How Healthcare Providers Can Succeed in Digital Transformation

October 28, 2018

Contributor: Susan Moore

Healthcare providers have strong digital business ambitions but must overcome a large capabilities gap to succeed.

The CIO of a hospital group has been asked by the CEO to develop a digital care business case to improve the lives of patients with chronic conditions. This will impact the way the hospital delivers ambulatory, inpatient, outpatient and day surgery services; patient record access; and telemedicine. Although a growing number of clinicians and managers support the idea, there’s no overall strategy or plan for the future.

This is a common scenario for many healthcare providers, according to Mark E. Gilbert, Senior Director, Analyst at Gartner. Speaking at Gartner Symposium/ITxpo 2018 on the Gold Coast, Australia today, he said business leaders are looking to CIOs for ways to increase the success rate of innovation and business transformation initiatives.

“ Only 52% of healthcare organizations have a digital dexterity program as part of their digital business strategy”

“Providers recognize the health and business benefits of delivering care virtually, yet a significant gap exists between their digital business goals and their ability to execute, particularly from a workforce skills perspective,” Gilbert said.

Your instructions: Carry on the article about healthcare providers and digital transformation, starting right after Gilbert's remark on the gap between digital goals and the ability to execute. The rows that follow play no part in this exercise.

Record set:

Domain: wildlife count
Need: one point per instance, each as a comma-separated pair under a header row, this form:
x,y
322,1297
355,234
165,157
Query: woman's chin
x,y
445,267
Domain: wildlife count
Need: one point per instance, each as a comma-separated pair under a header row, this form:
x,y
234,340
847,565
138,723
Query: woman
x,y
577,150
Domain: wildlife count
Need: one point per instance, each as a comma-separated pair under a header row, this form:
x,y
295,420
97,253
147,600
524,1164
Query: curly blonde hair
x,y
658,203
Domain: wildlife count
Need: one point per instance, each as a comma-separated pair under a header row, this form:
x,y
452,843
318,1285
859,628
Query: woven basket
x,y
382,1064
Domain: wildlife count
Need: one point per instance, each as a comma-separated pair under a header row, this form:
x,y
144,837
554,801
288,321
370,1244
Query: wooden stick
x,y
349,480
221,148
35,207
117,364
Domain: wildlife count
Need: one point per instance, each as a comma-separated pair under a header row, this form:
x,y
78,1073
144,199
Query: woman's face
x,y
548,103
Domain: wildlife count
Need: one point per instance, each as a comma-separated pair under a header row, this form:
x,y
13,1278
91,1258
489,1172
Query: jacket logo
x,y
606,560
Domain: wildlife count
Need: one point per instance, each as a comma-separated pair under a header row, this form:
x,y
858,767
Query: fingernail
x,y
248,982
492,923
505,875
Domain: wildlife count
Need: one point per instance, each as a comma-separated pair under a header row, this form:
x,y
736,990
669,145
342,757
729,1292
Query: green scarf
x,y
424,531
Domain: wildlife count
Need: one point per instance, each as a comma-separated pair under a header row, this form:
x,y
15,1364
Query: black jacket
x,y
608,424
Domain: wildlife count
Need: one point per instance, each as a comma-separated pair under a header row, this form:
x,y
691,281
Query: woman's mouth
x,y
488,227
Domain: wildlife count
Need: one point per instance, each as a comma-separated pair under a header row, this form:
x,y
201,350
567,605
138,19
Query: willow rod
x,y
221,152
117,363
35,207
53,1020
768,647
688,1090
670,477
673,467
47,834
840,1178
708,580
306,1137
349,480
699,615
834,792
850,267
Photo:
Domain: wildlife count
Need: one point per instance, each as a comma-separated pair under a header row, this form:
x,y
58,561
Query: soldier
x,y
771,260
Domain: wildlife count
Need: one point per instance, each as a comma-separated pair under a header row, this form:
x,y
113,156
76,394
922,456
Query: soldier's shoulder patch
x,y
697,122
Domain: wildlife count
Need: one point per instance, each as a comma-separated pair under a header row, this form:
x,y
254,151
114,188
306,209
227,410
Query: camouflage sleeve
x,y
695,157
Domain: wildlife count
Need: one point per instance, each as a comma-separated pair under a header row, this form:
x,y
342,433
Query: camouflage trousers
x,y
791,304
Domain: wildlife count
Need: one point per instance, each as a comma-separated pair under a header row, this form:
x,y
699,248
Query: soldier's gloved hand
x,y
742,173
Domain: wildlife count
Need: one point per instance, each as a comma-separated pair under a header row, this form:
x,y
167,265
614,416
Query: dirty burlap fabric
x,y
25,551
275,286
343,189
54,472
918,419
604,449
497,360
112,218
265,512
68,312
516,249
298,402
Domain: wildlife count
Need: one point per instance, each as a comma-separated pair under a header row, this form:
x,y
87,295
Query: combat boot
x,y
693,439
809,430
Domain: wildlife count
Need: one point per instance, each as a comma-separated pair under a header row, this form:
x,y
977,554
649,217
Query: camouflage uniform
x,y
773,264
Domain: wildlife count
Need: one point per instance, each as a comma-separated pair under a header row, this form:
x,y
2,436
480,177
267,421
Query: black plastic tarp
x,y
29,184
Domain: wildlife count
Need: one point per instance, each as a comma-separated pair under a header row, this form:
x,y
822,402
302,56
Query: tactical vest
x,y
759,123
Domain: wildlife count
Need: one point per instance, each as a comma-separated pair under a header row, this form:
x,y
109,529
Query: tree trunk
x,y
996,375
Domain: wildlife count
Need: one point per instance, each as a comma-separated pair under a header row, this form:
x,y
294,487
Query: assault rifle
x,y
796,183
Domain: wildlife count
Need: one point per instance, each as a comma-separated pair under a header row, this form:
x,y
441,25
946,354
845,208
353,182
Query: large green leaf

Your response:
Read more: Overcome Digital Business Roadblocks

Improve your organization’s ability to execute

As a healthcare CIO, you have a critically important role to play in improving your organization’s ability to execute on its digital ambitions.

1. Lead your organization’s definition of digital business ambition

Providers are under pressure to cut costs and improve clinical outcomes and patient satisfaction. They’re undertaking dozens, if not hundreds, of digital projects with these optimization objectives every year. The healthcare industry is also a fertile ground for digital transformation.

Many providers are undertaking initiatives to create and deliver entirely new digital products and services, or create new business models capable of making money in new ways.

“Providers are blurring the boundaries of optimization and transformation goals, causing confusion in the race to achieve their digital ambitions,” said Gilbert. “The role of the CIO is to lead the organization in defining its digital business ambition in an environment of sometimes contradictory ambitions. Are you trying to optimize or transform the way you do business? CIOs should take the lead in setting the vision, business goals and appropriate measures of success.”

2. Identify, measure and communicate the gap between ambition and capabilities

Most healthcare executives now recognize the danger of disruption from digital giants, including the risks to business and operating models and consumer relationships. Amazon, Apple, Microsoft and Google have all made major moves into digital health in recent years, with varying degrees of success.

Managing perceptions of disruptive business risk and guiding executive expectations of appropriate responses has become a daily job for CIOs.

Revisit your defined goals, then identify, measure and communicate the gap in your organization’s ability to execute digital initiatives, so expectations are realistic, transparent and achievable. What skills, resources and partnerships do you need to meet executive expectations?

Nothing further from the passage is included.